Task set:
[1] Reproduce the records between the line holding "out the television" and the line holding "[(360, 594)]", inclusive, switching "hanging shoe" to "dangling shoe" and leaving everything else unchanged.
[2] Go on with the essay on racism, picking up after its last sentence.

Extract:

Which Supremacy?

As a person born in 1938, and growing up through the 1940s and 1950s, I am acutely aware of the glass wall that existed between the society of local and expatriate whites and our African and Indian brothers and sisters. We could look through this glass barrier, and open it slightly for some to pass through to work or serve, but not to join the privileged on the white side of the glass.

Remember, one could not see a black face working in the banking sector prior to 1970.

Today, peoples of all ethnic backgrounds (and in some instances, all ethnic backgrounds in one person’s face) are leading our professional, commercial and industrial sectors.

Some might add our governing sector here as well, but the persons — of whatever ethnicity — in governance represent incompetence, corruption and racism. Let us acknowledge that the residual core of racism in our society continues more steadfastly in our politics than in our social structures.

I touch lightly on our local experiences with culture and racism to try to establish a comparison with the evil of racist hatred that endures in America. I was a university student in Houston in the mid 1960s.

The police once raided my apartment because a student from Nigeria attended a party there. The following day, the cops returned, to tell me (excuse the language): “If you want to let a ‘nigra’ in here, it better be to clean the place or fix the plumbing.” I walked through a picket line of the hooded KKK to hear Stokely Carmichael speak on campus. It was scary, they came right up to you and stared into your face, and you had no idea who was behind that hood.

Some change has come to America since those days. But the core of the ignorance and racism, and those words are interchangeable, still pervades that society. America’s pretentious flag waving and posturing about equality and fairness allows too many of their citizens to live in denial of the brutish hatred which resides in their underclass – that ignorant, insecure and violent sector which pervades their society.

The media flatters them with the title White Supremacists. But these people are-- as all Americans know-- the lowest levels of intellect and achievement. They live in failure, business-wise, competence and achievement.

Data for processing:

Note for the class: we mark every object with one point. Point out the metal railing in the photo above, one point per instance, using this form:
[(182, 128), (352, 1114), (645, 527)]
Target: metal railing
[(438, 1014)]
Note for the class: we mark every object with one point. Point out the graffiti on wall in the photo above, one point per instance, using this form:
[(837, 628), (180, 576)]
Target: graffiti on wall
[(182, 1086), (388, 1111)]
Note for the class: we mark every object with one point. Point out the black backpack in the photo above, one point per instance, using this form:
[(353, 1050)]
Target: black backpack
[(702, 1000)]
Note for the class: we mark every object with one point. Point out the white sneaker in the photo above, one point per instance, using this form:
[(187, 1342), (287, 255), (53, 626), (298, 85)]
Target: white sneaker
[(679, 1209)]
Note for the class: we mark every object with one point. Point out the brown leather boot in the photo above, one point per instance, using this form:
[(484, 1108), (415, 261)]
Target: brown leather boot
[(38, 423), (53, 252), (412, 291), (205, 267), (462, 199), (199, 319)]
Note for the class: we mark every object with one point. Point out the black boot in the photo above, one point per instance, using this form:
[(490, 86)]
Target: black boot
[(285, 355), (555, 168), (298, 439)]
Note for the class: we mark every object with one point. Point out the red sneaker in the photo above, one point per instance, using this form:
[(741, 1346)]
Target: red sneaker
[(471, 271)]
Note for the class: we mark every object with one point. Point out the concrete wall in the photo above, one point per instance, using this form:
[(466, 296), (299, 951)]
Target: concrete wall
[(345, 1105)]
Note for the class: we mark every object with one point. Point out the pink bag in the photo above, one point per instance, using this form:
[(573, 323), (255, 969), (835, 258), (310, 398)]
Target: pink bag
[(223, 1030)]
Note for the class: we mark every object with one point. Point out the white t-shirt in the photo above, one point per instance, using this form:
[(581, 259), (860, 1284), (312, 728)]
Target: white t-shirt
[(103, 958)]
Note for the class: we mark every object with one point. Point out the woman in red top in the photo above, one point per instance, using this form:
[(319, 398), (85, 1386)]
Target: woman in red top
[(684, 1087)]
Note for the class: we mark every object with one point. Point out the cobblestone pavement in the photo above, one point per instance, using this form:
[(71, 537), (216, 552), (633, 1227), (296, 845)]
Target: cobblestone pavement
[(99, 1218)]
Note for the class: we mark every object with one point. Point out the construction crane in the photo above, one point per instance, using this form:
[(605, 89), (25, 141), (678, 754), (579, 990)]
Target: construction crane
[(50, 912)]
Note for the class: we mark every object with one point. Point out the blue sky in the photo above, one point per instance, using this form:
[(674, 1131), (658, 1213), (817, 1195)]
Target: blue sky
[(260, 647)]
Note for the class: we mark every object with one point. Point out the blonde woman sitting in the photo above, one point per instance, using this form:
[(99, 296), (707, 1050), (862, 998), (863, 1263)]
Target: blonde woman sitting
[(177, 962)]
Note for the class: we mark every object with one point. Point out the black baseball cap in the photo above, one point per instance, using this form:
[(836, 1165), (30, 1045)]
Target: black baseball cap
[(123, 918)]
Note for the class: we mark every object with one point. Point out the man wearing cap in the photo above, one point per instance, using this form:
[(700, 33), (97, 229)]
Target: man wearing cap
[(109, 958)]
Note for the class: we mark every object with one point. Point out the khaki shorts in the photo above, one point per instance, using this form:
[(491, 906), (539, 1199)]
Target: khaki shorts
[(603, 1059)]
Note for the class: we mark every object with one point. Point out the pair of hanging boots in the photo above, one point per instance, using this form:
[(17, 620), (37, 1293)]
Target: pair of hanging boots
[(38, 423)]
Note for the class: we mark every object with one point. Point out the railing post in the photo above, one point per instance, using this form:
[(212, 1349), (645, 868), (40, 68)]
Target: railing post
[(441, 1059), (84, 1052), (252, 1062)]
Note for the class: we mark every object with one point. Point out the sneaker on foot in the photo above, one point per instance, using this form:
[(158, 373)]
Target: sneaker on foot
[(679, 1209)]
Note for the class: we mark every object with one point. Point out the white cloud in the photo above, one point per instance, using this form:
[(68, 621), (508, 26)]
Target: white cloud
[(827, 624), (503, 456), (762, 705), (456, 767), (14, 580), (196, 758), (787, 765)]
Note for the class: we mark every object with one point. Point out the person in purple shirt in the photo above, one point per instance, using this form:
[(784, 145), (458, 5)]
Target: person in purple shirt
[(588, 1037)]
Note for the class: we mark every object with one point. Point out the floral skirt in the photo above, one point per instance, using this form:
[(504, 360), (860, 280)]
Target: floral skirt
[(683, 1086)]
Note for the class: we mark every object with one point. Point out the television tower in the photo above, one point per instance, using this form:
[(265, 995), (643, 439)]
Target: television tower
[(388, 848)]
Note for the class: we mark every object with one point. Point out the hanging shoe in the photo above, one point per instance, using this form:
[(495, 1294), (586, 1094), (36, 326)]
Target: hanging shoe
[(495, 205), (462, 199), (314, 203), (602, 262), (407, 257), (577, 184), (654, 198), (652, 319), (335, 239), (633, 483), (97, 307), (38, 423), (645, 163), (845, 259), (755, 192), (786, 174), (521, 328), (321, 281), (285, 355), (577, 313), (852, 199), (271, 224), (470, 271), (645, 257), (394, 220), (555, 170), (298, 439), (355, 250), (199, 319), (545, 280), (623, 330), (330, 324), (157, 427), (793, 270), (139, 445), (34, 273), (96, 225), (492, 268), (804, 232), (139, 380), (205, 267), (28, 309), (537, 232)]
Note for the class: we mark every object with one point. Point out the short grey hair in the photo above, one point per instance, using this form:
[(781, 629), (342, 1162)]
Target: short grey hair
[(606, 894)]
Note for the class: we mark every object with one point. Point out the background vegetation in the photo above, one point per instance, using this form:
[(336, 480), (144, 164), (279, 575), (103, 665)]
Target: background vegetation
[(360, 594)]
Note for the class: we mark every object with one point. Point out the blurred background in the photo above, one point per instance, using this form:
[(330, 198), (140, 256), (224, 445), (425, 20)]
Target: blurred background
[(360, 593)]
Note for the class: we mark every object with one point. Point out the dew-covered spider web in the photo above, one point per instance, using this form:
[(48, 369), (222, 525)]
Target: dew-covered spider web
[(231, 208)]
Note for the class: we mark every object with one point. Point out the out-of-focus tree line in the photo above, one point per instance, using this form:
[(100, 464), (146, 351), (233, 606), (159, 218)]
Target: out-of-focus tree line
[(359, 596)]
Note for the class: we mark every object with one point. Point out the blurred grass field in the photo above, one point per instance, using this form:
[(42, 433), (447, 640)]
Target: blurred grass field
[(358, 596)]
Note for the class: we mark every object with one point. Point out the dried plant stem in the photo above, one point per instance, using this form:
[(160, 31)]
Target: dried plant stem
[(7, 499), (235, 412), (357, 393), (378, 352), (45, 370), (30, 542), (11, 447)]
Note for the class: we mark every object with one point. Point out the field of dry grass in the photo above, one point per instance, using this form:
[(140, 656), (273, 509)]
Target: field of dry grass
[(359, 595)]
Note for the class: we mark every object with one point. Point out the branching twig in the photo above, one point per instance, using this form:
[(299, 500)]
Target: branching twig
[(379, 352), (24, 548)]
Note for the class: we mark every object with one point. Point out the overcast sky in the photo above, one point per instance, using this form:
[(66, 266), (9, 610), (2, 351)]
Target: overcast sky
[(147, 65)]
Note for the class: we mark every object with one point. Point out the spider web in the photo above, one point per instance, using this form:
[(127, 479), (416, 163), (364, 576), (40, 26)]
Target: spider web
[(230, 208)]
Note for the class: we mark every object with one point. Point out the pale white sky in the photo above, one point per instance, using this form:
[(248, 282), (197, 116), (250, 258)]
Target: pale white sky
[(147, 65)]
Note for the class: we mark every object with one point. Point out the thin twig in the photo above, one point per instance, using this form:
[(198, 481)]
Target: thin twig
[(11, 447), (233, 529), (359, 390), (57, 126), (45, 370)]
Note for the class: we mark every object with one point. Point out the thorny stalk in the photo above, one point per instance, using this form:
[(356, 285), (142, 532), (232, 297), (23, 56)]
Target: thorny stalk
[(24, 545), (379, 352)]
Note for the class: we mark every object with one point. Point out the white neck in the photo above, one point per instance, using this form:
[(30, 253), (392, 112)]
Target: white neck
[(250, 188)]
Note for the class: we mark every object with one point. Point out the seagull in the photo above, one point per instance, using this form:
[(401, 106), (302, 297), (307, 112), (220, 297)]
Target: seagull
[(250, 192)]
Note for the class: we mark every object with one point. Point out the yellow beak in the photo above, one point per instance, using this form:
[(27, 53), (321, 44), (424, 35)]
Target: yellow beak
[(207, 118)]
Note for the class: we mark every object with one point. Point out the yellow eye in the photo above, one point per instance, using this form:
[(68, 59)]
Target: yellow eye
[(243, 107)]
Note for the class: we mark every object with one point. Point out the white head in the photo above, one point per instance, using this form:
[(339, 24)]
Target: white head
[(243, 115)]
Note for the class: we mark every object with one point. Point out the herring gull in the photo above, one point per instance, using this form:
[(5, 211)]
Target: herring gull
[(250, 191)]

Responses to the tasks:
[1]
Note for the class: we mark every object with one point. Point out the television tower in the photo above, one point per instance, using this form:
[(265, 995), (643, 439)]
Target: television tower
[(388, 848)]
Note for the class: we mark every object with one point. Point out the dangling shoe in the photo above, one point per instance, using this form:
[(495, 1294), (586, 1094), (36, 326)]
Target: dangling shoe
[(495, 205), (462, 199), (314, 203), (602, 262), (407, 257), (577, 184), (654, 198), (652, 319), (335, 239), (633, 483), (97, 307), (38, 423), (645, 163), (845, 259), (755, 192), (786, 174), (521, 328), (321, 281), (285, 355), (577, 313), (852, 199), (271, 224), (470, 271), (645, 257), (394, 220), (555, 170), (298, 439), (355, 250), (199, 319), (545, 280), (623, 330), (330, 324), (157, 427), (793, 270), (139, 445), (34, 273), (96, 225), (492, 268), (804, 232), (139, 380), (205, 267), (28, 309), (537, 232)]
Note for the class: we mark every object with one point. Point out the short grey hair in the photo above, one point per instance, using this form:
[(781, 629), (342, 1162)]
Target: short grey hair
[(606, 894)]
Note for the class: we mark every object with one point. Point out the background vegetation in the photo above, one point per instance, using this form:
[(336, 480), (144, 164), (279, 575), (103, 665)]
Target: background vegetation
[(360, 594)]

[2]
Admittedly, every now and then, out of the evils of self-hatred and prejudice, someone wily enough, exploiting false issues, can rise to wealth and even leadership — somewhat like a stubborn turd in a toilet bowl, which you cannot flush away. You may extend the analogy as you wish.

However, the current rise of Nazism and hatred is driven by the open encouragement of the President of the United States, who openly encourages the Klan and Nazis to feel that they are welcome to sow their hatred across the land.

Europe’s post-Renaissance conquest of the Americas and Africa and their introduction of the atrocity of slavery to the Americas was the beginning of America’s racial problems.

Their delay in ending slavery and the continuing cruelty and dehumanising of African people extends unto the current time.

America may be the most powerful nation on earth — economically and militarily— but it is nowhere close to being the most democratic, the most decent or the most fair to its citizens across the board.

The problem is that most Americans do not know this, they live on an illusion embedded in them that theirs is the finest, most decent, most democratic country on earth.

And this is simply not true.

Throughout history far more injustice, evil and cruelty has been imposed by white humanity upon other peoples than other peoples could ever impose upon whites.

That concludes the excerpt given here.